───── SOURCE TEXT ─────

Sunday, September 07, 2008

Ubuntu and the ASUS P5Q-E Motherboard

I built a brand new PC a few weeks ago, and getting my ASUS P5Q-E motherboard to work in Linux took a few tweaks. I had taken my harddrive out of my old PC and dropped it right into the new PC, expecting it to work. Ubuntu managed to start booting, but it hanged at the earliest bootup splash screen, where the progress bar bounces back and forth. GRUB had managed to boot the kernel image, but something was wrong - The kernel image couldn't find my hard disks, so it wasn't booting.

To solve this problem, I had to change the following BIOS options:

  1. Under MAIN / Storage Configuration, I had to change "Configure SATA as ..." to [AHCI]. This allowed the kernel to find my disks and boot.
  2. I experienced some weird USB problems while booting, and so under ADVANCED / USB Configuration, I had to change "BIOS EHCI Hand-Off" to [Disabled].
  3. For good luck, I also made sure ACPI 2.0 was enabled under power saving.
Hopefully someone finds this useful. When I first booted and Ubuntu didn't boot, I thought to myself, "Damn, I should have checked if this new Intel chipset has good support in the kernel". I was worried the motherboard just wasn't going to work. However, after tweaking those BIOS options, things are working fine. +1 for Linux.

───── RECORD LIST ─────

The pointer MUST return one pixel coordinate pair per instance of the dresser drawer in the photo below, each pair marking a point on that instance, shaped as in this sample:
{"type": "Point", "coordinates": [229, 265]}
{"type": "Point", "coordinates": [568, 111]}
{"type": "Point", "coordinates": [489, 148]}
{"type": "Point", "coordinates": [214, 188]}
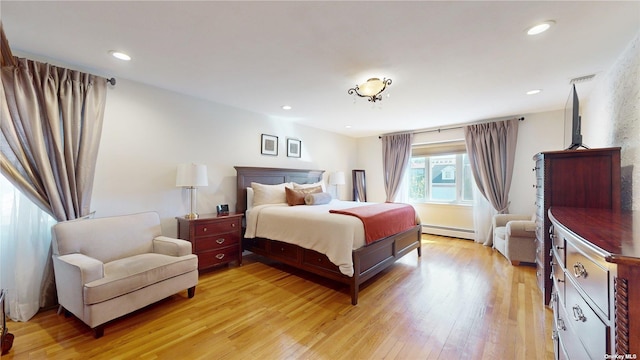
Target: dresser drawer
{"type": "Point", "coordinates": [593, 333]}
{"type": "Point", "coordinates": [592, 278]}
{"type": "Point", "coordinates": [217, 257]}
{"type": "Point", "coordinates": [217, 227]}
{"type": "Point", "coordinates": [217, 241]}
{"type": "Point", "coordinates": [557, 270]}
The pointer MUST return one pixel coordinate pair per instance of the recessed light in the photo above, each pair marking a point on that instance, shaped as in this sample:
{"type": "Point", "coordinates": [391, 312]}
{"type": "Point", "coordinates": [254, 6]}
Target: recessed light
{"type": "Point", "coordinates": [540, 28]}
{"type": "Point", "coordinates": [120, 55]}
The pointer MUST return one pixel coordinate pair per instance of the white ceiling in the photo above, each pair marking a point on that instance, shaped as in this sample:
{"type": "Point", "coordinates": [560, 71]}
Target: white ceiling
{"type": "Point", "coordinates": [451, 62]}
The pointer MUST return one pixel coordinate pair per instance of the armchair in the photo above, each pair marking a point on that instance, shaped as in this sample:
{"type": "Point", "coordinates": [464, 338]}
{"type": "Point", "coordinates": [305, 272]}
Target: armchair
{"type": "Point", "coordinates": [514, 236]}
{"type": "Point", "coordinates": [108, 267]}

─────

= PROBLEMS =
[a] In the Ubuntu motherboard post, which BIOS option was changed so the kernel could find the disks, and to what value?
[b] Carry the Ubuntu motherboard post forward from its final sentence.
The listing has no connection to the Ubuntu motherboard post.

= ANSWERS BELOW =
[a] "Configure SATA as ..." under MAIN / Storage Configuration was set to [AHCI].

[b]
23 comments:

Unknown said...

I just bought myself a new PC also with the same mobo. I had the same mindset as the original poster as to not encountering problems on that level.

I'm trying to install a fresh Ubuntu on that fresh machine and my HDD (SATA) is not detected. I will try those solutions.

Thank you for sharing your experience!

-bpdiomus

Anonymous said...

Hi,

I would like to build a new PC with Ubuntu. I am insterested with this Motherboard.

Could you please give us your complete hardware (µP, RAM, Graphic card, ...)

ubuntu 32 or 64 ?

Thanks

Albert said...

Hi Marc,

I got an Intel Core 2 Duo E8500 (seems to be a good balance of speed vs. price, also beats equally priced quad cores in many benchmarks), 2 gigs of 1200 MHz DDR2 (Kingston HyperX), and a VisionTek ATI Radeon 4850.

The 4850 is a really fast card, and again, is a good balance of speed/cost. The drivers on Linux are not very good though (fglrx). I've experienced some weird problems with Enemy Territory: Quake Wars, as well as problems with switching between fullscreen and windowed mode in ioQuake3-based games (eg. Urban Terror, Tremulous). Also, if you run OpenGL-based screensavers, they'll kill X11 when you move the mouse. Yeah, so lots of problems with the drivers still, but hopefully they'll get better.

If you have the money, I'd maybe suggest getting an nVidia GTX 260. It's more expensive, but nVidia drivers are rock solid on Linux (the proprietary ones). I've had many nVidia cards without any problems on Linux, and based on my bad experience with the Ati card so far, I can't recommend it on Linux right now.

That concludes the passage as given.